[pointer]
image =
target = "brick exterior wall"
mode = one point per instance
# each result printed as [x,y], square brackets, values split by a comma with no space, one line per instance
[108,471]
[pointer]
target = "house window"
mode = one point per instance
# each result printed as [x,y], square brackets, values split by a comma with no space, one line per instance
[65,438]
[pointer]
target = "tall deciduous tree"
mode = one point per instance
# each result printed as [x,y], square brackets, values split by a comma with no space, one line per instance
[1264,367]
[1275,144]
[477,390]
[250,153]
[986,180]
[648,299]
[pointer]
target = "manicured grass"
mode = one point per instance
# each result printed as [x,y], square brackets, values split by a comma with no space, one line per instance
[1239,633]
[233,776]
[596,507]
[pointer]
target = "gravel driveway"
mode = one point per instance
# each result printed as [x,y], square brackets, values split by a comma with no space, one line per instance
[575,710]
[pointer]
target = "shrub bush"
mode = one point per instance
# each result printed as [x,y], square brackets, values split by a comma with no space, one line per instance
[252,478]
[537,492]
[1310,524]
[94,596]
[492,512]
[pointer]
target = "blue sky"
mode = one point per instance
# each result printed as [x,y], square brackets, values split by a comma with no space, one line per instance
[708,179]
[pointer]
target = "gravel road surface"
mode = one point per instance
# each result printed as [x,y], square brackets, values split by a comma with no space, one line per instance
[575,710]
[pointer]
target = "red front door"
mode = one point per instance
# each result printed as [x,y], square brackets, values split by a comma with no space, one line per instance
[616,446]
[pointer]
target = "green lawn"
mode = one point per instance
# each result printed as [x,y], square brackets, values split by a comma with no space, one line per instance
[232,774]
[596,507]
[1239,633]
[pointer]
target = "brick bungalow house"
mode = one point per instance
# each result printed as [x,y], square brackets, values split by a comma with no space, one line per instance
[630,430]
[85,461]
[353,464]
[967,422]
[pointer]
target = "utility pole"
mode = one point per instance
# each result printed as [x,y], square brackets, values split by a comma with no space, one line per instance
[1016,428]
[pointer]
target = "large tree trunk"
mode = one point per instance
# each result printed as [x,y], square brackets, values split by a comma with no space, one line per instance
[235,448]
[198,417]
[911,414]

** WORK INSTRUCTION **
Retype the complete listing exactly.

** ANSWER TO THIS TASK **
[pointer]
image =
target = "brick exterior wall"
mode = one point per instance
# each result printed as [x,y], square brackets, values split by a comma with no space, one line per instance
[108,471]
[pointer]
target = "house window"
mode = one point per instance
# each result printed as [x,y], square brackets, values split by a comma with no space, one line per instance
[65,438]
[pointer]
target = "tall deciduous tree"
mode = one point per instance
# each result printed as [x,y], square brackets, values split by a comma with no space, one line per instance
[1264,367]
[1275,144]
[477,390]
[250,153]
[986,180]
[648,299]
[pointer]
target = "manicured grass"
mode = one point per instance
# each result printed as [x,y], square brackets, values split by a comma with no space, one line per instance
[1239,633]
[233,776]
[596,507]
[pointer]
target = "gravel driveway"
mode = one point per instance
# each result printed as [x,y], square brackets, values split by a comma with no space, one line per instance
[575,710]
[pointer]
target = "shrub bush"
mode = one point per instance
# each result printed as [x,y], square brackets, values split by a comma with no space, one line per instance
[252,478]
[537,492]
[1310,524]
[94,596]
[492,512]
[pointer]
target = "blue sky"
mode = one point per instance
# each result printed as [x,y], square brackets, values split by a comma with no space, one line per instance
[708,179]
[pointer]
target = "gravel road surface"
mode = one point per instance
# each result printed as [x,y], square brackets, values split by a comma with no space, one line per instance
[575,710]
[pointer]
target = "red front door"
mode = one point per instance
# each result printed as [x,y], square brackets, values split by a comma with no space, one line per instance
[616,446]
[pointer]
target = "green lawn"
mode = one point per instance
# each result printed as [x,y], square brackets, values split by a comma with no space, one line per instance
[232,774]
[596,507]
[1239,633]
[pointer]
target = "brick bungalow house"
mode = one point per instance
# each result printed as [x,y], square brackets, values split by a comma with no space, one line per instance
[630,430]
[85,461]
[353,464]
[967,422]
[pointer]
target = "utility pole"
mode = one point per instance
# each result printed as [x,y], square brackets, values split by a comma with no space, one line per instance
[1016,428]
[pointer]
target = "large tree trunk"
mode = one point per instance
# each result printed as [x,y], square brackets, values split by a comma with no space, one line per instance
[235,448]
[198,417]
[911,414]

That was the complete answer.